ACTIVITY -> Within the listing below, please copy exactly the lines between the line holding "of the soil" and the line holding "of the rocky", inclusive.

DATA FOR THIS EXERCISE ->
Start of Block

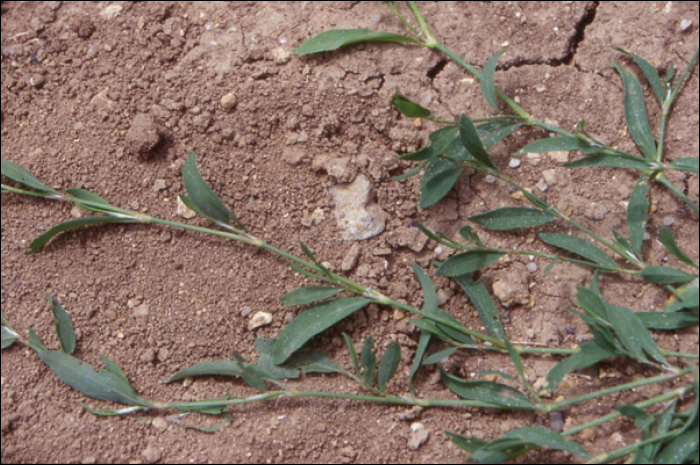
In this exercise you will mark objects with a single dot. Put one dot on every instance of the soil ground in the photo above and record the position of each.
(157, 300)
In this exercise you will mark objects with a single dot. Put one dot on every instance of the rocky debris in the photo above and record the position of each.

End of Block
Start of Block

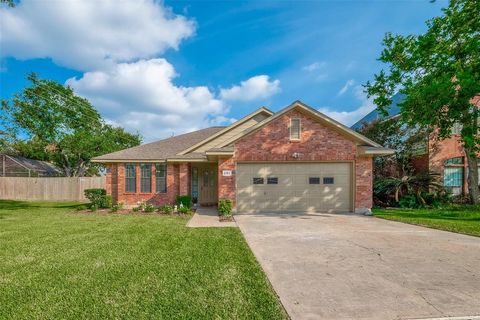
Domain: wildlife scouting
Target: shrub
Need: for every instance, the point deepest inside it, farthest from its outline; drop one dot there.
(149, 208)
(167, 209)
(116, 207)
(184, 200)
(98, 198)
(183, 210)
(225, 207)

End of Block

EXERCISE SOLUTION ->
In this exercise you will mark objects with a single dot. Put one dot on every instance of the soil ground in the photo above and record the position of each.
(157, 300)
In this exercise you will mark objects with a single dot. Put one dot on every instance of the rocky debris in the photo above and record the position of each.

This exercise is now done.